─── MATERIAL SUPPLIED ───
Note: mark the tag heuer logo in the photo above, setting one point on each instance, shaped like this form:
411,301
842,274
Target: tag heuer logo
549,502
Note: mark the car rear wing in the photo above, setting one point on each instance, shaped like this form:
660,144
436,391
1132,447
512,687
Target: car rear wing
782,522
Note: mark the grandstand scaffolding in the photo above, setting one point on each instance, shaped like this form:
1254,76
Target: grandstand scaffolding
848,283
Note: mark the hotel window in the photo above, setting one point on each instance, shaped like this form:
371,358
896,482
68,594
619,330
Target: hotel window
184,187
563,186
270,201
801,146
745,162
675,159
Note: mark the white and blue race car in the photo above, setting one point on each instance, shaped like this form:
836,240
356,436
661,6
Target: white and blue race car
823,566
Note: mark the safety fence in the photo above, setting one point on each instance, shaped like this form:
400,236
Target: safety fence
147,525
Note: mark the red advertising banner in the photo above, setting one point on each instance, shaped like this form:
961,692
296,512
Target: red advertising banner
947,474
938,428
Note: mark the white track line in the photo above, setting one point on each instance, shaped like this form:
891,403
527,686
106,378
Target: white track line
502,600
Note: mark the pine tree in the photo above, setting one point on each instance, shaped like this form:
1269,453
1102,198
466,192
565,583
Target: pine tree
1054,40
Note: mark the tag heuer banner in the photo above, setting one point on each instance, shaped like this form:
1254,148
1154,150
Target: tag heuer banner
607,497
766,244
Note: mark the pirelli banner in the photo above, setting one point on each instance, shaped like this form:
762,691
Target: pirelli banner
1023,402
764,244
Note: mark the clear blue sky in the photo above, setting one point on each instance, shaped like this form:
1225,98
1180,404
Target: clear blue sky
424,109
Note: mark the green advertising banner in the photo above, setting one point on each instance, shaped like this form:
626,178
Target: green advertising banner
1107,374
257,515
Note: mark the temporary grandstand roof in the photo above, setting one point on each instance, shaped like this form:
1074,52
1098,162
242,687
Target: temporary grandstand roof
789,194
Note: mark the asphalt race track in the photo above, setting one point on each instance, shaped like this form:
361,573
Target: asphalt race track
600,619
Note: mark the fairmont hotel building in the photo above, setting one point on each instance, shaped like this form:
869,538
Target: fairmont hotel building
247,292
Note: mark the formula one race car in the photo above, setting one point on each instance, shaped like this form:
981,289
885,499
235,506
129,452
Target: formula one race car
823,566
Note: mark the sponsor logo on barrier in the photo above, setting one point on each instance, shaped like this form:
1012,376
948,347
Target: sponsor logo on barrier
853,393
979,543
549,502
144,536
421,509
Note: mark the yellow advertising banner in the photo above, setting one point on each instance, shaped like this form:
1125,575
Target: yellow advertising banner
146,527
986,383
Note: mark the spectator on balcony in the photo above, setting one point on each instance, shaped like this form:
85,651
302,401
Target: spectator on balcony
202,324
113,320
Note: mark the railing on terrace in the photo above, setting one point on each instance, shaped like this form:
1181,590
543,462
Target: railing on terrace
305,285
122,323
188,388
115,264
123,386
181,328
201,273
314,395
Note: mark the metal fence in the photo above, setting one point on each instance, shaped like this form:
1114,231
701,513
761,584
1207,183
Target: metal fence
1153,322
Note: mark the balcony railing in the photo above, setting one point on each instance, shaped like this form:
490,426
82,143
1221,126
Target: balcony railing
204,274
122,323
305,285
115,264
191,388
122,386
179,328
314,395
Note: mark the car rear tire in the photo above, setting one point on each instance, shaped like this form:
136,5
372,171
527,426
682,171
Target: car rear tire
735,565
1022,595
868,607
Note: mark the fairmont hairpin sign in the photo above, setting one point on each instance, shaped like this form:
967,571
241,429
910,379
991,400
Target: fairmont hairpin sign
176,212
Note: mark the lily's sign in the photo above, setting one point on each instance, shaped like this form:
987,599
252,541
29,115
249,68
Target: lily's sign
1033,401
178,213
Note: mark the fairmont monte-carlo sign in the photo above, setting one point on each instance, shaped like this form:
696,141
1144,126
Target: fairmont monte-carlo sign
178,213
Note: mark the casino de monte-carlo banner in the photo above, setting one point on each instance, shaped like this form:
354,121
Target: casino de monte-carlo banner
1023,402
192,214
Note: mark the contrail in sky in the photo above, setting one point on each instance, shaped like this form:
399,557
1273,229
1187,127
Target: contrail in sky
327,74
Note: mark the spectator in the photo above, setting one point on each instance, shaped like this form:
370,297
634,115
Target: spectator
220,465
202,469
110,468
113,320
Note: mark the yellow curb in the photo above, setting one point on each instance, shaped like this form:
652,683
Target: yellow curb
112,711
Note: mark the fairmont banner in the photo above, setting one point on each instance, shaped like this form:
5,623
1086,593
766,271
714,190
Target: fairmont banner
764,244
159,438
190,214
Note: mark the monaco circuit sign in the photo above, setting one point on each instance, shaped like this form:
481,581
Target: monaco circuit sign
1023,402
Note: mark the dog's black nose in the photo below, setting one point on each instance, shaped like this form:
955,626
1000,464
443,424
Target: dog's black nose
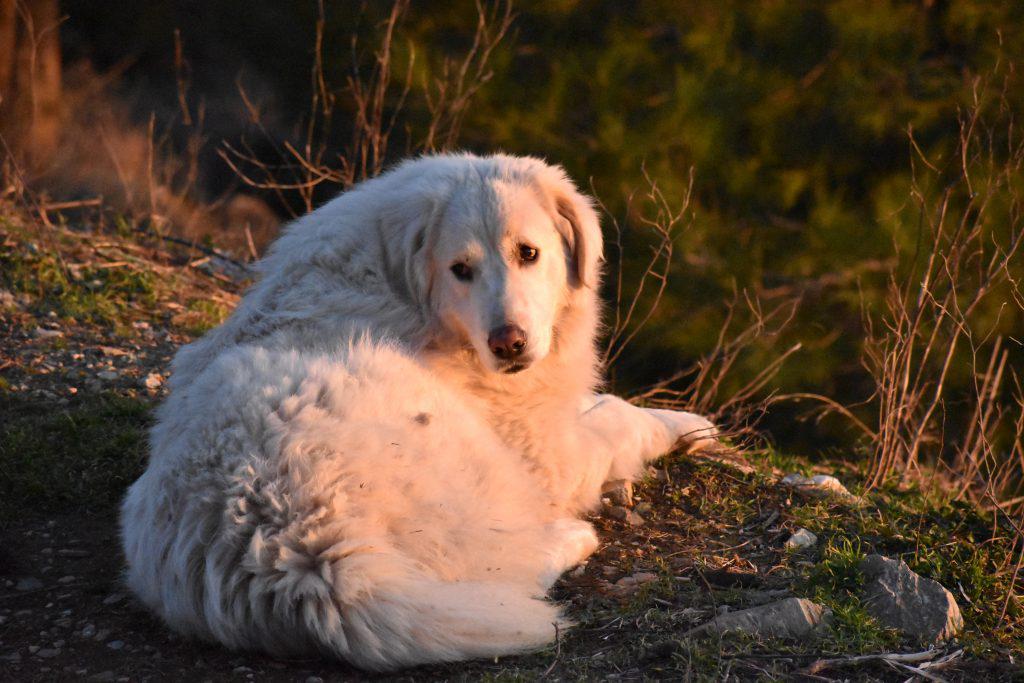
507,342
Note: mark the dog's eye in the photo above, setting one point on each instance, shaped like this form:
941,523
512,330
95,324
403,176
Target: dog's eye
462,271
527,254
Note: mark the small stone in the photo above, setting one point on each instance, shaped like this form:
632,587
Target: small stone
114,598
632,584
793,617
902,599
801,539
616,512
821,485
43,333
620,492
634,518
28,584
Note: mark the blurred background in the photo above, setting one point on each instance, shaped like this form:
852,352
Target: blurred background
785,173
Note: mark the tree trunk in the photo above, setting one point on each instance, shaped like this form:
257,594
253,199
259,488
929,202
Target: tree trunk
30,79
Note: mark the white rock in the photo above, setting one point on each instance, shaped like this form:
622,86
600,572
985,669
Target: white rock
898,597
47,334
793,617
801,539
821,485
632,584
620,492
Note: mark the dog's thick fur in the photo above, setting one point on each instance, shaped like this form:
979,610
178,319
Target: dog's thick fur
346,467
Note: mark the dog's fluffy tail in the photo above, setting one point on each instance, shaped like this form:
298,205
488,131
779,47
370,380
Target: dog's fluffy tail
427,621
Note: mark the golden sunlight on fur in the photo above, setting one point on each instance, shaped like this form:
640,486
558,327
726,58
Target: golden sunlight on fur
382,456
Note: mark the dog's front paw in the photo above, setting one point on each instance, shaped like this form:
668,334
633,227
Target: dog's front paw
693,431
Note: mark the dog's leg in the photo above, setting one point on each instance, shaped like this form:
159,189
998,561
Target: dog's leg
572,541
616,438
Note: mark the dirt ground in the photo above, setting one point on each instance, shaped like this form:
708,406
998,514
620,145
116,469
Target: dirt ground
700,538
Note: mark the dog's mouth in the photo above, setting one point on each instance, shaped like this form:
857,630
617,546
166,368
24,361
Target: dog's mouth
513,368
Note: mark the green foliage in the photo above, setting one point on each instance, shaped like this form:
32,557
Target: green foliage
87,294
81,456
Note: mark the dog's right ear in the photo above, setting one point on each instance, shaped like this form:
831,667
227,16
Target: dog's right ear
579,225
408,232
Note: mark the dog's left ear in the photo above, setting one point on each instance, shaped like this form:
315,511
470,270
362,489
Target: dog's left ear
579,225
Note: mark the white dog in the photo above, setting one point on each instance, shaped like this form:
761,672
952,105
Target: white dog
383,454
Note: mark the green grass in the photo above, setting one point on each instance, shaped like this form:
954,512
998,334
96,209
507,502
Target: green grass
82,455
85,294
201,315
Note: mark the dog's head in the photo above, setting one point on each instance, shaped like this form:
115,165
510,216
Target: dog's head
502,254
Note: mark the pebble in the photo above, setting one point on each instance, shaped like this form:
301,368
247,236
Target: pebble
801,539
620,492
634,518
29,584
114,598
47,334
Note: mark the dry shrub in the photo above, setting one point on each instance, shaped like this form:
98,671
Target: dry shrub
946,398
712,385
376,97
───
─── MATERIAL SUPPLIED ───
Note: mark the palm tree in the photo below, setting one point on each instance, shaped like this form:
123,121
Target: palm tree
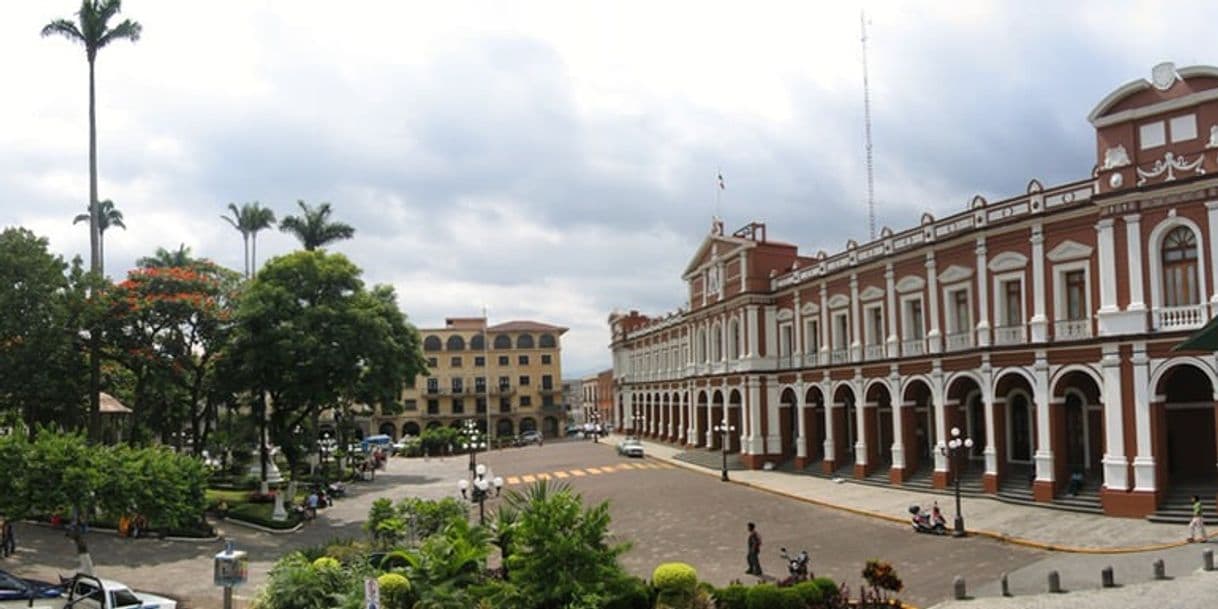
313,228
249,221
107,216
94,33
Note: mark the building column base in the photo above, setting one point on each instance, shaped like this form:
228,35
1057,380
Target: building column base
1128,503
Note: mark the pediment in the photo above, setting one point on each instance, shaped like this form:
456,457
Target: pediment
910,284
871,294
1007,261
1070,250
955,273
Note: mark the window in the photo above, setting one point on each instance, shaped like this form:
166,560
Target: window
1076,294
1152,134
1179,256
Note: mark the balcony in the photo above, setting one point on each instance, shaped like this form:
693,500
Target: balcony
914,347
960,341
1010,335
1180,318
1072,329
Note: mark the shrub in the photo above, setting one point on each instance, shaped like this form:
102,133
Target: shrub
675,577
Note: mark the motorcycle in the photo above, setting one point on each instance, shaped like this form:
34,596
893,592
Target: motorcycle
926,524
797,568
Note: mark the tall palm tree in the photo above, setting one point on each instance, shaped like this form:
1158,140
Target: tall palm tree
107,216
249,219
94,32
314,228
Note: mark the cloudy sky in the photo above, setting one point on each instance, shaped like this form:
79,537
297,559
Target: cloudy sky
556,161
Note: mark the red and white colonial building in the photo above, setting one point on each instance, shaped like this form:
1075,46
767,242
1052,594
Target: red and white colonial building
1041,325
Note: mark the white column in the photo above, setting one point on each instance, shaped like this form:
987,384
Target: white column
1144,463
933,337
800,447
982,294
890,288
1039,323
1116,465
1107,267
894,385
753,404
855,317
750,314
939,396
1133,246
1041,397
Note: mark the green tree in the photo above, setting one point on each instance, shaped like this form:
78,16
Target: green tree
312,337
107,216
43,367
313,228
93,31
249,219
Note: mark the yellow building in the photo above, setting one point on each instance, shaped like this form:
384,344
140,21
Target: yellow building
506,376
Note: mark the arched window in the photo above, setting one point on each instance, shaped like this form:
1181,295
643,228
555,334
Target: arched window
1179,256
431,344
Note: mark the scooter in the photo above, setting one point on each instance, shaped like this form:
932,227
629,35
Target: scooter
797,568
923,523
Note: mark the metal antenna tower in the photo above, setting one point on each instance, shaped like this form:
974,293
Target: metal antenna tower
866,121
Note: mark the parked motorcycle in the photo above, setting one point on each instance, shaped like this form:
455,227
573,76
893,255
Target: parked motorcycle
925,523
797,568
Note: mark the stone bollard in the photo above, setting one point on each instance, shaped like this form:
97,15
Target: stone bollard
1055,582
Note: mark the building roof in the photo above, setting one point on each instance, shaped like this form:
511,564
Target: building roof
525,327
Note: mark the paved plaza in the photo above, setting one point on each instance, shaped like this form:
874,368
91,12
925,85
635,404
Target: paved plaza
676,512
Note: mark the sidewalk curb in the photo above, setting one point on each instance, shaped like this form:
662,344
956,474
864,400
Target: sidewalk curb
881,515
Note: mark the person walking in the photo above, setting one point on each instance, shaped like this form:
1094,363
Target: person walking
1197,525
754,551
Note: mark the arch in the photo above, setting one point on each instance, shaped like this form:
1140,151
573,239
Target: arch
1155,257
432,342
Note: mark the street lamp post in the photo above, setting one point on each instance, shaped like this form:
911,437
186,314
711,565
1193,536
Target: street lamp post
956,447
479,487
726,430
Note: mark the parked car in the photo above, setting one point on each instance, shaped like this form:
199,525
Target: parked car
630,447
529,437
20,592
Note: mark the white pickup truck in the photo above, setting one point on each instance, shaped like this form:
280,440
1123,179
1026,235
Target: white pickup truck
───
◆ WHAT YOU ARE ASKED TO DO
Gather every line in the two blocks above that contains the string "temporary", and copy each one out. Treat uppercase and lowercase as different.

◆ EXERCISE SOLUTION
Note: mark the temporary grandstand roof in the photo above, setting one point on each instance, shaped like this form:
Target: temporary grandstand roof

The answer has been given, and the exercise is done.